Text to read>
You are pretty much spot on there. Had to have a home kill, first time ever, as it was an animal that wouldn't be able to travel under modern regs. Had it shot on farm, hung for 30 days and it is probably the best beef we have ever had. Wife, was technical manager in the food industry, puts this down to no stress at slaughter and the hanging period. The difference is immense.
Local butcher culled, hung and cut the beast for me. I doubt he knows your "fancy cuts" @Clive but it hasn't stopped it being first class beef.
 

Bongodog

Member
Back when we had a village butchers shop, I had popped in to get our reasonably regular order of 2 t bone steaks for Saturday evening, in front of me was a rather rotund lady with her son of similar proportions stocking up on pork bellies (before they became trendy) and such like. After she departed with bulging bags for not much money the butcher informed me that she was a far better customer than I was. I only bought the stuff he could easily sell, she regularly bought the stuff he struggled to get rid of.
A butcher I know presently has 2 outlets one in a village and one in an affluent town, its far easier to sell the trendy stuff in town, some of it is things that the village folk will look at and declare to be expensive rubbish only bought due to it being in favour with tv chefs. They want a nice piece of leg of pork not a pigs trotter, a chickens breasts not its feet etc. He's fortunate in a way though two rather different outlets probably allows him to sell all the carcase.

Written problem 1>
In the forum thread about beef and butchers, for how long was the home-killed animal hung?
Written problem 2>
In the forum thread about beef and butchers, why did the village butcher say the woman stocking up on pork bellies was a better customer than the writer? Explain in one to three sentences.

Provided data>
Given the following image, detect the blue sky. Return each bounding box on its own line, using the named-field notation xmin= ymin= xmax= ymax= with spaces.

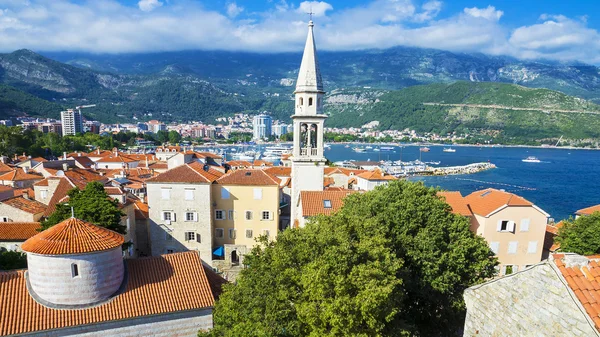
xmin=0 ymin=0 xmax=600 ymax=64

Written answer 1>
It was hung for 30 days.

Written answer 2>
The writer bought only the items the butcher could easily sell. She regularly bought the items he struggled to get rid of.